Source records
****************************************
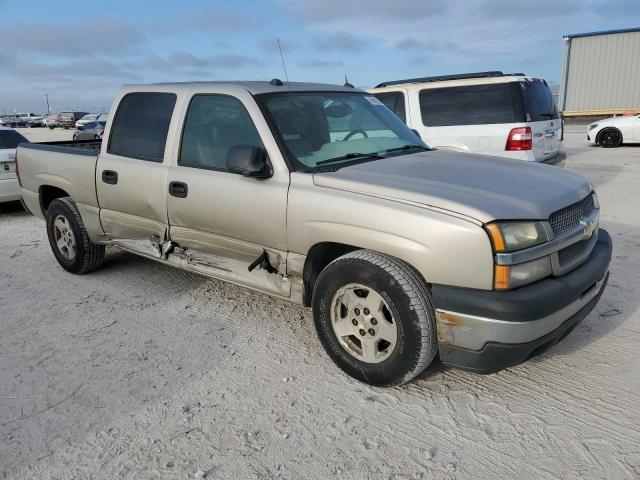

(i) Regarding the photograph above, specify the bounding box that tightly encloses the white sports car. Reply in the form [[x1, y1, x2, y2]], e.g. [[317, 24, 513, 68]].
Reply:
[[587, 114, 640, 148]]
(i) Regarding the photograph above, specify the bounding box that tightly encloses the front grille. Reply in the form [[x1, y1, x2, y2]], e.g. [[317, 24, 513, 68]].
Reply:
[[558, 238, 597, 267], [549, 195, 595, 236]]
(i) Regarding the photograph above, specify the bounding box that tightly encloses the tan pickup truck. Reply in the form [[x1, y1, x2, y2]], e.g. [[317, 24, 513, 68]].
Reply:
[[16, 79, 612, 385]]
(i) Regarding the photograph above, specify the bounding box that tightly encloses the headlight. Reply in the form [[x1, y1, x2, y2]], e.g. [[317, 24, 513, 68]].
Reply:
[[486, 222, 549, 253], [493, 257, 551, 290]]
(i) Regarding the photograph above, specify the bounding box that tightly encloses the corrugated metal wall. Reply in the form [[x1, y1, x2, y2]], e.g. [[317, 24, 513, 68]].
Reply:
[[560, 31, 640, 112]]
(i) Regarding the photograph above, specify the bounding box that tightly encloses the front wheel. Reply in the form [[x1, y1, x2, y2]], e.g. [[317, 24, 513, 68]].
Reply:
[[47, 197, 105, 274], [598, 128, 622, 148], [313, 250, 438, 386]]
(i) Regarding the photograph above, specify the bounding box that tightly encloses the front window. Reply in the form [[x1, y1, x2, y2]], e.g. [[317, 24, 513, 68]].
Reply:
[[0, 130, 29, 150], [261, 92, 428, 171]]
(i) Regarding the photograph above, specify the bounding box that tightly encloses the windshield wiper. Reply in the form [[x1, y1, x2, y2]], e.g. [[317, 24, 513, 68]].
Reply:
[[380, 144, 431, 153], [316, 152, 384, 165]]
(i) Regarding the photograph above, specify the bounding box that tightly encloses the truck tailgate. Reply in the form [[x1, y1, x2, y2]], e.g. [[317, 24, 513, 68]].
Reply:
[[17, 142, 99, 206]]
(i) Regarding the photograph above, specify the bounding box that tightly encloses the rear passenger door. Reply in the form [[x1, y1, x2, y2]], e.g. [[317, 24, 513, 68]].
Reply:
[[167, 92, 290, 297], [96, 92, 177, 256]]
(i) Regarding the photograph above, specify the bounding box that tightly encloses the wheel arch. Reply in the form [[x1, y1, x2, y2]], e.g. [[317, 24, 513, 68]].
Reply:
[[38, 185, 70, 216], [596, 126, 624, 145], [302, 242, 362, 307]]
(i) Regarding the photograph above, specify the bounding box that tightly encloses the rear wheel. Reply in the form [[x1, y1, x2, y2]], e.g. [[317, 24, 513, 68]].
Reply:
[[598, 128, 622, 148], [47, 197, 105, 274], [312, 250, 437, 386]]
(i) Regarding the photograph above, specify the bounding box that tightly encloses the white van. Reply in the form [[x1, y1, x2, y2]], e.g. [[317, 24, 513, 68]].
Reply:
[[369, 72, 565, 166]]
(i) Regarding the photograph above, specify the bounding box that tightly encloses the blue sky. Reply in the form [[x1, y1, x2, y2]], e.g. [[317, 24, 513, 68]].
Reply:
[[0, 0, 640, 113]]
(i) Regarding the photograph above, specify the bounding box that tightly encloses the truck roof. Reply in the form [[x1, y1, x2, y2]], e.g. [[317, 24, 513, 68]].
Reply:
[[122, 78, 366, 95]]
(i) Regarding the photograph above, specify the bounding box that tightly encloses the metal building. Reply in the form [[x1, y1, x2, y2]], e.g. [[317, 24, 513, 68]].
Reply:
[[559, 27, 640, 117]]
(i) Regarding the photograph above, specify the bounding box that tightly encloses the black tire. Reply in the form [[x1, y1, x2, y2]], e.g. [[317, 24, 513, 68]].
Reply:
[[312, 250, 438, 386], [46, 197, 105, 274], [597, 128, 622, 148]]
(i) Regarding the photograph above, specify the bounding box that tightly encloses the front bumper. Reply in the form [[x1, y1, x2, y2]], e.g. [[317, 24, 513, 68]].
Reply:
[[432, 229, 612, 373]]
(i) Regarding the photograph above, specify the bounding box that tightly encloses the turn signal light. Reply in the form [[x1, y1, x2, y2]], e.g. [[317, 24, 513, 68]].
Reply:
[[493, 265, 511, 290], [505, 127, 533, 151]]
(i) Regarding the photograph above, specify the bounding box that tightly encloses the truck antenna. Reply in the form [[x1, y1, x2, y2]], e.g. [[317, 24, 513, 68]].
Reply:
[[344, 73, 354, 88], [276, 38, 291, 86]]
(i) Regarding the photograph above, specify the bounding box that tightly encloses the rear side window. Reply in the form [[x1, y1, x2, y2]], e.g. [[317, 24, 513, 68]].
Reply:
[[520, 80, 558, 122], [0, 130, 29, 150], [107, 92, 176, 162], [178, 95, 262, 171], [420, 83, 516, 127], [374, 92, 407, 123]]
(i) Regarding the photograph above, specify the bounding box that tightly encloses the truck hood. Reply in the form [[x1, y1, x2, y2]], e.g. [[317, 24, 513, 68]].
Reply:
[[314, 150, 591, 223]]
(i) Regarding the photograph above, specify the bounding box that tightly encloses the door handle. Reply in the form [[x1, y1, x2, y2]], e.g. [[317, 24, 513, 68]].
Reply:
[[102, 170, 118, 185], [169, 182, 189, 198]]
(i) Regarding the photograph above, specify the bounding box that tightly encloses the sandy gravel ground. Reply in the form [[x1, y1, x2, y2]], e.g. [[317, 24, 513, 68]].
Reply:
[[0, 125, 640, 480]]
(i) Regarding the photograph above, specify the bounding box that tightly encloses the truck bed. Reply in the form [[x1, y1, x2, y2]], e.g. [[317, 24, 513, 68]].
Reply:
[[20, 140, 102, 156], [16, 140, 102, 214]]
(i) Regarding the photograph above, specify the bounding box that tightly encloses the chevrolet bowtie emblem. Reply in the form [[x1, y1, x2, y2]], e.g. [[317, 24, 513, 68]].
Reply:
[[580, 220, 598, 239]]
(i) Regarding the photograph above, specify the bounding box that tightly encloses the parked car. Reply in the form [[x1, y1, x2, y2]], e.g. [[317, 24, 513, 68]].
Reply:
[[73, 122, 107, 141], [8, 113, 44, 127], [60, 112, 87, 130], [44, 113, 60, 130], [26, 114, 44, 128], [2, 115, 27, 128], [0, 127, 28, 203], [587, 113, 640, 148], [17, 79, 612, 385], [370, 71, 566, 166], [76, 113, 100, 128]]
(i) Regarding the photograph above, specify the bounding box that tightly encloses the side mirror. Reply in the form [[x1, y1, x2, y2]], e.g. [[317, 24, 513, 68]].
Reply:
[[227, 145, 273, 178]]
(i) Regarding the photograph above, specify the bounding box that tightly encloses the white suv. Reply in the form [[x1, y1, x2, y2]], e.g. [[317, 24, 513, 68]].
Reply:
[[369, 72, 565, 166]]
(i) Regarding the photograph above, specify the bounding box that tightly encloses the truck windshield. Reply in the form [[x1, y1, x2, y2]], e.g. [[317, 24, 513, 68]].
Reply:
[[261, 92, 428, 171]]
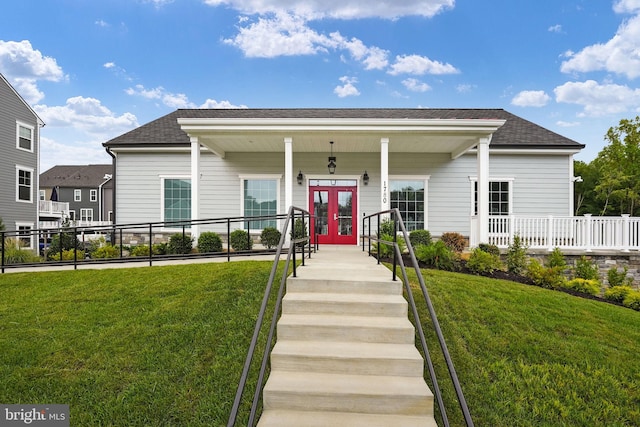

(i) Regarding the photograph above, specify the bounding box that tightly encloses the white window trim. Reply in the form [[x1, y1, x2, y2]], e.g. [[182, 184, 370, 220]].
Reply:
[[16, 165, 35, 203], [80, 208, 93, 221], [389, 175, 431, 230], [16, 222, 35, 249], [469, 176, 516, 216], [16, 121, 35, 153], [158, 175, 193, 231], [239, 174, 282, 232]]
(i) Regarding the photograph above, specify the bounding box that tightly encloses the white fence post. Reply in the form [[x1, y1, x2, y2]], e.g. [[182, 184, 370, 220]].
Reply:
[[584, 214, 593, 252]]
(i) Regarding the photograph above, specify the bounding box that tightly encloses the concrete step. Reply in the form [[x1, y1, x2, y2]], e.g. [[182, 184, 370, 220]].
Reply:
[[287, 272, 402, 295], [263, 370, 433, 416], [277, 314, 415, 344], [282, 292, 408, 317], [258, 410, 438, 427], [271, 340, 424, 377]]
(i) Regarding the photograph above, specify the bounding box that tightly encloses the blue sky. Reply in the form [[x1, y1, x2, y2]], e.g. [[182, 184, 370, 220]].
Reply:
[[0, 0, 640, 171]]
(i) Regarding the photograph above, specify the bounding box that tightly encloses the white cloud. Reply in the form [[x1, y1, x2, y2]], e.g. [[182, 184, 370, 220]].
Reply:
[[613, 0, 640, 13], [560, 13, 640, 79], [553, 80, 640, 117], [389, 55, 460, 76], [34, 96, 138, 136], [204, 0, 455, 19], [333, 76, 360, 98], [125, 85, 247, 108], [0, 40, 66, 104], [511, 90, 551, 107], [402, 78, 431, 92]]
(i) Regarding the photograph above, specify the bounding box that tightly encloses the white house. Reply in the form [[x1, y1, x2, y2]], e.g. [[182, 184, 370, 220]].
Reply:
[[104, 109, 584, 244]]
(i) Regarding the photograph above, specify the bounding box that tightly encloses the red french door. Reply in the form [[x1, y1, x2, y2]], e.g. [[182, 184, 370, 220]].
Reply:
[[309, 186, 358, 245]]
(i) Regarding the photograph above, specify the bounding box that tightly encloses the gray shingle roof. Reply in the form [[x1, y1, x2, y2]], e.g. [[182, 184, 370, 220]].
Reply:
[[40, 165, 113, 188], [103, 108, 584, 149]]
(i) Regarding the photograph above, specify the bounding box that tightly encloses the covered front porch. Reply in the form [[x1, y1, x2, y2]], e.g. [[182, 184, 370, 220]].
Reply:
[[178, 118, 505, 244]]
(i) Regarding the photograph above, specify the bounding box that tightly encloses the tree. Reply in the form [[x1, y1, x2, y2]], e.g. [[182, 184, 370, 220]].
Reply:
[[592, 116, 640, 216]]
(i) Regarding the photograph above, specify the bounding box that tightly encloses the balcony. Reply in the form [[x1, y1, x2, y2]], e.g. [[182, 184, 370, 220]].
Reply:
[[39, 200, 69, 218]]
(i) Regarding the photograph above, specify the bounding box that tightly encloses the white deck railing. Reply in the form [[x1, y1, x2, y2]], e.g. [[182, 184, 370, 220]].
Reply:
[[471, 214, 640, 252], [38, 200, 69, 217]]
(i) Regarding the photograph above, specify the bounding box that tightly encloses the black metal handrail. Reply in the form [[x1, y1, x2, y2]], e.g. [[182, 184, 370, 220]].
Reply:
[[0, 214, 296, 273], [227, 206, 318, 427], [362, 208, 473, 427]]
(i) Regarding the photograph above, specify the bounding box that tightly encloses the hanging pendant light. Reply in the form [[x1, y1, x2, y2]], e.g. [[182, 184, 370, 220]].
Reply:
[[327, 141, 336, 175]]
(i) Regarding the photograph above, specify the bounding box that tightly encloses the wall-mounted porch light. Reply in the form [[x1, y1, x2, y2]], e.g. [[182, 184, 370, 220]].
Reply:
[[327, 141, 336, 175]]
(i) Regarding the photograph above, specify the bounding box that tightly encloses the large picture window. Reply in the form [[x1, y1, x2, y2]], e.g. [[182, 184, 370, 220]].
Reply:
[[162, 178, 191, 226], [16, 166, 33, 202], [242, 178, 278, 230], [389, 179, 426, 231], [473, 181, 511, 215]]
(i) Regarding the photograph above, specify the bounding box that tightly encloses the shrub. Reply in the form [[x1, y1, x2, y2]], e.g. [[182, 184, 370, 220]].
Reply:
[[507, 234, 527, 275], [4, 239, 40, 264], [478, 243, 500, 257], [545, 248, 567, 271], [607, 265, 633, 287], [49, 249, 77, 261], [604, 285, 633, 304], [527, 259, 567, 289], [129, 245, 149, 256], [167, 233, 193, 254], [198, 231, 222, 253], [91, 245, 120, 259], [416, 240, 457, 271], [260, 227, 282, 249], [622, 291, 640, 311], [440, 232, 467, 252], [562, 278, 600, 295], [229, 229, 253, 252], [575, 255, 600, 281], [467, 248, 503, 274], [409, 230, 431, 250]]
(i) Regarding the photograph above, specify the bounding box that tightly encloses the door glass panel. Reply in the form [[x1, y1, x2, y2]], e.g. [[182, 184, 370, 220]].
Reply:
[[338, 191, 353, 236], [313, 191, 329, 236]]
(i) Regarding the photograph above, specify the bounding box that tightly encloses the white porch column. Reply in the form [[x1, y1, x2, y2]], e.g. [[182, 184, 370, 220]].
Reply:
****************************************
* [DESCRIPTION OF THE TASK]
Copy, with no changes, the part of the data that opens with the line containing "encloses the shrub." and closes with the line containing "230, 431, 250]]", including both of those lines.

* [CORRECT OUTPUT]
(i) Regarding the photograph above, specify the bounding box that tightly encloses the shrub. Reply in the form [[x1, y1, x2, y2]], e.g. [[182, 184, 370, 220]].
Reply:
[[507, 234, 527, 275], [4, 239, 40, 264], [478, 243, 500, 257], [545, 248, 567, 271], [607, 265, 633, 287], [49, 249, 77, 261], [604, 285, 633, 304], [527, 259, 567, 289], [129, 245, 149, 256], [167, 233, 193, 254], [198, 231, 222, 253], [91, 245, 120, 259], [416, 240, 457, 271], [260, 227, 282, 249], [622, 291, 640, 311], [440, 232, 467, 252], [562, 278, 600, 295], [229, 229, 253, 252], [575, 255, 600, 281], [467, 248, 503, 274], [409, 230, 431, 250]]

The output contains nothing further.